• **Document excerpt**

=====

Explaining why he meted out a 24-year sentence, JC Tay stated that while Teo's plea of guilt saved the court's time and expense, Teo only did so in front of overwhelming amounts of evidence, in contrast to the guilty pleas made in certain cases of crimes that were difficult to prove. His capture did not result from a voluntary surrender and remorse, but it was due to his criminal conduct being discovered out of luck and coincidence. Hence, the guilty plea carried little weight. Although it was his first conviction, Teo has earned it through a dramatical magnitude of his crime.

JC Tay also stated that the daily misappropriation of money took place in a systematic and sophisticated manner, and under a cleverly hatched concealment, it took place steadily over a long period of time, which serves as an aggravating factor of the case. The judge also pointed out that even if Teo did commit the first few crimes back in 1987 out of anger towards his employers as what he claimed, this has already became a poor excuse for Teo in his subsequent crimes as these crimes were motivated solely by his increasing greed, and Teo used the criminal proceeds to provide himself an extravagant lifestyle and spent them on expensive goods more than what many honest and law-abiding citizens would earn in their lives.

=====

• **Your tasks**
**a)** Condense the paragraph of the sentencing excerpt that begins "Explaining why he meted out" into a short bulleted list that keeps its main facts.
**b)** In the records, reproduce word for word the part that opens with the line containing "Category: industrial structure" and closes with the line containing "(1026, 681)", including both of those lines.

=====

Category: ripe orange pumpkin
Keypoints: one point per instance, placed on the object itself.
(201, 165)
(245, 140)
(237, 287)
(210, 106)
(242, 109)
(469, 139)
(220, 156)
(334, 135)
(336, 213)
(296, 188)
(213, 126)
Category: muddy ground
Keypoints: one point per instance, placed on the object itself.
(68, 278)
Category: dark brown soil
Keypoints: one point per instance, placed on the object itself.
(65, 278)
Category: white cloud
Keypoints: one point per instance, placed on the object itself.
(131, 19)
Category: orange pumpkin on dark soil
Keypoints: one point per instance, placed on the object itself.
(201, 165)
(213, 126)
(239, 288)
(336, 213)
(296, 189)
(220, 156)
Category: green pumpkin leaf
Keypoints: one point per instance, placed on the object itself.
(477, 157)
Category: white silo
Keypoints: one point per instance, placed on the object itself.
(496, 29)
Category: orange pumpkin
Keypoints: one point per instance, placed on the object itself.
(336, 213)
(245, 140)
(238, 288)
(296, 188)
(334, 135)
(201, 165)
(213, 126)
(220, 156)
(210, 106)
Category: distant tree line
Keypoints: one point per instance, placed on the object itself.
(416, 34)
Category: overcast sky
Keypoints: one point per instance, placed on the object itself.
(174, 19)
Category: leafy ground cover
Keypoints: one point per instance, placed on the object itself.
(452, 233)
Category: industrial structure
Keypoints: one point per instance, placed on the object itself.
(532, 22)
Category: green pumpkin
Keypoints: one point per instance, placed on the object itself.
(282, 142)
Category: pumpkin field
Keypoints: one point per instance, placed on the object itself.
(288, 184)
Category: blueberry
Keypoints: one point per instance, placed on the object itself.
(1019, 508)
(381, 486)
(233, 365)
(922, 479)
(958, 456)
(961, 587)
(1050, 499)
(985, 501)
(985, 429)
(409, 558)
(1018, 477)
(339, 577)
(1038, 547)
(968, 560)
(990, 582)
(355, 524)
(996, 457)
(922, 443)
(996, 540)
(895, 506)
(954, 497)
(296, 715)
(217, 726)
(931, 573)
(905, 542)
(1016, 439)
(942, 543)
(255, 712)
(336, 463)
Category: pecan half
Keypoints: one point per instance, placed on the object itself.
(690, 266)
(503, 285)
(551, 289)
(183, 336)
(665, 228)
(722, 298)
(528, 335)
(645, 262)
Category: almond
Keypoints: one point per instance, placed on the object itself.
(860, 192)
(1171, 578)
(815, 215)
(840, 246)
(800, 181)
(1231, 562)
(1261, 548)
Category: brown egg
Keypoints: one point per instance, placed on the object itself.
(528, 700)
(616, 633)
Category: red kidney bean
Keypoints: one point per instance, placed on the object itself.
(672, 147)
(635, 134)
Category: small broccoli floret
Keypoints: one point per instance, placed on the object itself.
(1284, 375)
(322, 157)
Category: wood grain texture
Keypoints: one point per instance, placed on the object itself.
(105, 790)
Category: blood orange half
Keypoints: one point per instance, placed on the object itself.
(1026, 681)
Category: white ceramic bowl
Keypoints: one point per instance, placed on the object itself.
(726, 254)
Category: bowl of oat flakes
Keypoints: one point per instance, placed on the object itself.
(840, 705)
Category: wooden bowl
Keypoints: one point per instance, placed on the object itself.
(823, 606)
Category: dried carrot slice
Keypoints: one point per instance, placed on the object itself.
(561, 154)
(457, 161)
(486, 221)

=====

• **Full solutions**
**a)**
- JC Tay gave Teo a 24-year sentence.
- Teo's guilty plea saved the court time and expense, but he made it only when faced with overwhelming evidence, unlike guilty pleas in some cases where the crimes were hard to prove.
- Teo was not caught because he surrendered voluntarily or showed remorse. His criminal conduct was discovered by luck and coincidence.
- For these reasons, the guilty plea carried little weight.
- It was Teo's first conviction, but the sheer magnitude of his crime earned him the sentence.

**b)**
Category: industrial structure
Keypoints: one point per instance, placed on the object itself.
(532, 22)
Category: green pumpkin
Keypoints: one point per instance, placed on the object itself.
(282, 142)
Category: pumpkin field
Keypoints: one point per instance, placed on the object itself.
(288, 184)
Category: blueberry
Keypoints: one point per instance, placed on the object itself.
(1019, 508)
(381, 486)
(233, 365)
(922, 479)
(958, 456)
(961, 587)
(1050, 499)
(985, 501)
(985, 429)
(409, 558)
(1018, 477)
(339, 577)
(1038, 547)
(968, 560)
(990, 582)
(355, 524)
(996, 457)
(922, 443)
(996, 540)
(895, 506)
(954, 497)
(296, 715)
(217, 726)
(931, 573)
(905, 542)
(1016, 439)
(942, 543)
(255, 712)
(336, 463)
Category: pecan half
Keypoints: one point per instance, placed on the object itself.
(690, 266)
(503, 285)
(551, 289)
(183, 336)
(665, 228)
(722, 298)
(528, 335)
(645, 262)
Category: almond
Keypoints: one point per instance, placed on the object itself.
(860, 192)
(1171, 578)
(815, 215)
(840, 246)
(800, 181)
(1231, 562)
(1261, 548)
Category: brown egg
Keypoints: one point per instance, placed on the object itself.
(528, 700)
(616, 633)
Category: red kidney bean
Keypoints: one point per instance, placed on the object itself.
(672, 147)
(635, 134)
Category: small broccoli floret
Keypoints: one point per instance, placed on the object itself.
(1284, 375)
(322, 157)
Category: wood grain texture
Keypoints: one point per instance, placed on the object itself.
(105, 790)
Category: blood orange half
Keypoints: one point per instance, placed on the object itself.
(1026, 681)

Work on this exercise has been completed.